La crise climatique s’invite dans les romans, les films et les séries mais sans impacter nos comportements
Le Déluge, Cabane, Survivre, Don’t Look Up… La crise climatique s’invite dans les romans, les films et les séries. Est-ce que ça change pour autant la donne? Pas sûr.
L’oracle Jacques Chirac ne nous contredira pas: ce n’est pas parce qu’on a décidé de regarder ailleurs pendant que la maison brûle -ou prend l’eau comme à Valence récemment- que tout va s’arranger. Au contraire. Les rapports scientifiques, notamment du GIEC, se suivent et se ressemblent pour indiquer que le réchauffement climatique s’accélère et que le monde joue à la roulette russe en ne prenant pas la mesure de l’effondrement en cours. Le scénario du pire est quasiment acquis. Ce qui explique sans doute pourquoi autant de romans, films et séries nous alertent sur les effets potentiels de la crise climatique. Pour rappel, on se situe actuellement sur une trajectoire de +3,2°C d’ici 2100. Autant dire que nos petits-enfants, et avec eux la faune et la flore qui aura survécu d’ici là, vont déguster. COP ou pas COP, la perspective d’inverser l’emballement s’éloigne irrémédiablement. Ce que mon fils de 17 ans, pragmatique à défaut d’être optimiste quand je le houspille pour baliser son avenir, résume d’une phrase: « De toute façon on est foutus ».
Depuis toujours, en matière d’écologie, c’est un pas en avant, trois pas en arrière. Après le vent de fronde incarné par Greta Thunberg et relayé lors de manifestations mobilisant massivement la jeunesse aux quatre coins du monde, on assiste actuellement au backlash. La guerre, la crise, le déni, les réalités alternatives, la lassitude, la fuite dans le virtuel ou le refus de l’écologie punitive ont chassé la bombe climatique des préoccupations médiatiques et des fils Insta et TikTok. Ce qui se traduit aussi dans les urnes: chez nous avec des Verts en déroute, aux États-Unis avec l’élection d’un président perméable au climato-scepticisme et qui compte bien pomper jusqu’à la dernière goutte de pétrole pour faire tourner la S.A. America. Après moi, le déluge!

**CONSIGNES**
- 1) Répondez à ces questions sur le texte :
(a) Sur quelle trajectoire de réchauffement se situe-t-on actuellement d'ici 2100 ?
(b) Quelle ville est citée pour illustrer une maison qui prend l'eau ?
(c) Par quelle phrase le fils de 17 ans résume-t-il la situation ?
- 2) Extrayez du texte, s'il vous plaît, le passage allant de « Depuis toujours, en » jusqu'à « moi, le déluge! ».
Les items qui suivent n'ont aucun lien avec le texte.

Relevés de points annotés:
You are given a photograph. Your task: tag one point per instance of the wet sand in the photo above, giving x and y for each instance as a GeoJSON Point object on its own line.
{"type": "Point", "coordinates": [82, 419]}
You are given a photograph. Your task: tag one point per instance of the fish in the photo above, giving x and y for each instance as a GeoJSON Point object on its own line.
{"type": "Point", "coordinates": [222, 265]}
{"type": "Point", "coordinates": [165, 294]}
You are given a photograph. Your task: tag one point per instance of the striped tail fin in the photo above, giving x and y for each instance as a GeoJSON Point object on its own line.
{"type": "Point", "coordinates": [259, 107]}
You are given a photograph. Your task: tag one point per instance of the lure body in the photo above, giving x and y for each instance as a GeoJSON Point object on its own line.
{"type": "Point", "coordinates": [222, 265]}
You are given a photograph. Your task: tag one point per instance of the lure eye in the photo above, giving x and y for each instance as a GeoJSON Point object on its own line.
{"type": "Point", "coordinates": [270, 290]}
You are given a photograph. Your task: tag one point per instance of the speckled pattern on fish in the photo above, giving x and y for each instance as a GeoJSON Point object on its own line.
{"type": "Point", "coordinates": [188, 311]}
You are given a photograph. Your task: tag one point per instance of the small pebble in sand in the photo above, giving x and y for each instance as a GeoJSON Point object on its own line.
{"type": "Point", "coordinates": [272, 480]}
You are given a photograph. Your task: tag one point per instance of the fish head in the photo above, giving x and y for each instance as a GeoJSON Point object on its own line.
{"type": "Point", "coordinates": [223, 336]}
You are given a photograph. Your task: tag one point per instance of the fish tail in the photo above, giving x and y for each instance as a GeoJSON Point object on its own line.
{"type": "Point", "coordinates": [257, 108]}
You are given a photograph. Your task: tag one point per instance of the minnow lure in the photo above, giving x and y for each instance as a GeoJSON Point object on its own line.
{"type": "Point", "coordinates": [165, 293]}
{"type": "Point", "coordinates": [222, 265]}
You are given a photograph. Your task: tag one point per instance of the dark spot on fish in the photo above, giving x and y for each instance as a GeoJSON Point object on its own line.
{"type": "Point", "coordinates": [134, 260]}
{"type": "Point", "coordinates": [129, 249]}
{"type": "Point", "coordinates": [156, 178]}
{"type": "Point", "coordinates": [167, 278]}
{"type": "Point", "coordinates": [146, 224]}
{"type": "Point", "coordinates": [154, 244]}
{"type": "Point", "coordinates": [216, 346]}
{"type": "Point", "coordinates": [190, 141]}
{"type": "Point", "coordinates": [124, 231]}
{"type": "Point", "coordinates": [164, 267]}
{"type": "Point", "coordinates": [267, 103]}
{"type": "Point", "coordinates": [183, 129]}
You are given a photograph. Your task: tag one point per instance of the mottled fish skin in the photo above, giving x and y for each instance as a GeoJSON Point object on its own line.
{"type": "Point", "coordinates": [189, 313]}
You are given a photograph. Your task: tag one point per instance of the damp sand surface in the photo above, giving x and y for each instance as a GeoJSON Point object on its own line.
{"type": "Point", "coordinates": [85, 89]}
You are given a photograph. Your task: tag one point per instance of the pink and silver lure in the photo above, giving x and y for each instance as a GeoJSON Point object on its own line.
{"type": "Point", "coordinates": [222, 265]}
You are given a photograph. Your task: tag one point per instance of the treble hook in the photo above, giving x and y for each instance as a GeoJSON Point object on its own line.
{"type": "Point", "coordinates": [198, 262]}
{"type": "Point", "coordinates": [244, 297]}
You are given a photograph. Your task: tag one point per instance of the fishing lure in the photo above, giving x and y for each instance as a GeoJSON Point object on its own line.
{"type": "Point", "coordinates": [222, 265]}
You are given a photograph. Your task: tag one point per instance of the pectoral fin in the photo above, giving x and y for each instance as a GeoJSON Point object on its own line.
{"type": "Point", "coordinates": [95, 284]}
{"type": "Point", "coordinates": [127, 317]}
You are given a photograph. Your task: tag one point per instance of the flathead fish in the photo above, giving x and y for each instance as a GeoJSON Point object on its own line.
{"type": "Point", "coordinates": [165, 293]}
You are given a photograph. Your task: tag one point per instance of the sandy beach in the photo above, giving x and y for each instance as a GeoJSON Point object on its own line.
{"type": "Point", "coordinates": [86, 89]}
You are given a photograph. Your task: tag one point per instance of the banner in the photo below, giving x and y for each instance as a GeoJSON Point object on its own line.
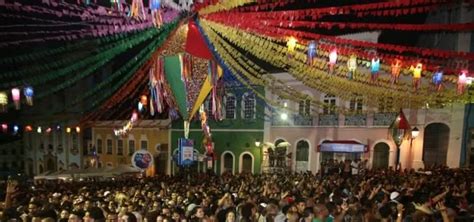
{"type": "Point", "coordinates": [142, 159]}
{"type": "Point", "coordinates": [186, 152]}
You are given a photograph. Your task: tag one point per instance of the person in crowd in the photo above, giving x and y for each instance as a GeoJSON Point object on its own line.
{"type": "Point", "coordinates": [337, 194]}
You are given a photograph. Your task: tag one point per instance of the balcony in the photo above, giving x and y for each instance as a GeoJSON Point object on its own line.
{"type": "Point", "coordinates": [355, 120]}
{"type": "Point", "coordinates": [328, 120]}
{"type": "Point", "coordinates": [384, 119]}
{"type": "Point", "coordinates": [277, 121]}
{"type": "Point", "coordinates": [300, 120]}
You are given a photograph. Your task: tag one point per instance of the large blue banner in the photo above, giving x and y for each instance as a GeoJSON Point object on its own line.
{"type": "Point", "coordinates": [186, 152]}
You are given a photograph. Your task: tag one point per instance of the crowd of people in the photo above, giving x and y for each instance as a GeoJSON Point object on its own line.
{"type": "Point", "coordinates": [438, 194]}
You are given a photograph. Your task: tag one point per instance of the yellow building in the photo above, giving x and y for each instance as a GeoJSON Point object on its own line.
{"type": "Point", "coordinates": [111, 150]}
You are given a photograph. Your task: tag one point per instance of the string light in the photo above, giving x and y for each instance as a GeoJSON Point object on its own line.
{"type": "Point", "coordinates": [16, 97]}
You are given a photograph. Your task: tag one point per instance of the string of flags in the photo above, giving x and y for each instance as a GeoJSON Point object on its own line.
{"type": "Point", "coordinates": [15, 129]}
{"type": "Point", "coordinates": [28, 93]}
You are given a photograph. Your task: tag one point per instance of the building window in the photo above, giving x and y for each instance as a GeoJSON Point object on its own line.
{"type": "Point", "coordinates": [109, 146]}
{"type": "Point", "coordinates": [208, 104]}
{"type": "Point", "coordinates": [75, 142]}
{"type": "Point", "coordinates": [355, 104]}
{"type": "Point", "coordinates": [249, 106]}
{"type": "Point", "coordinates": [99, 146]}
{"type": "Point", "coordinates": [131, 147]}
{"type": "Point", "coordinates": [329, 104]}
{"type": "Point", "coordinates": [304, 108]}
{"type": "Point", "coordinates": [230, 104]}
{"type": "Point", "coordinates": [385, 105]}
{"type": "Point", "coordinates": [120, 147]}
{"type": "Point", "coordinates": [144, 145]}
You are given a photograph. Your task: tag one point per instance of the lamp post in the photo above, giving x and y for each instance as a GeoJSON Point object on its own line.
{"type": "Point", "coordinates": [257, 144]}
{"type": "Point", "coordinates": [414, 133]}
{"type": "Point", "coordinates": [399, 129]}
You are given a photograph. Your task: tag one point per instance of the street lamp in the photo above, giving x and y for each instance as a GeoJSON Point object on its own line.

**RÉPONSES ATTENDUES**
- 1)
(a) Une trajectoire de +3,2°C.
(b) Valence.
(c) « De toute façon on est foutus ».

- 2)
Depuis toujours, en matière d’écologie, c’est un pas en avant, trois pas en arrière. Après le vent de fronde incarné par Greta Thunberg et relayé lors de manifestations mobilisant massivement la jeunesse aux quatre coins du monde, on assiste actuellement au backlash. La guerre, la crise, le déni, les réalités alternatives, la lassitude, la fuite dans le virtuel ou le refus de l’écologie punitive ont chassé la bombe climatique des préoccupations médiatiques et des fils Insta et TikTok. Ce qui se traduit aussi dans les urnes: chez nous avec des Verts en déroute, aux États-Unis avec l’élection d’un président perméable au climato-scepticisme et qui compte bien pomper jusqu’à la dernière goutte de pétrole pour faire tourner la S.A. America. Après moi, le déluge!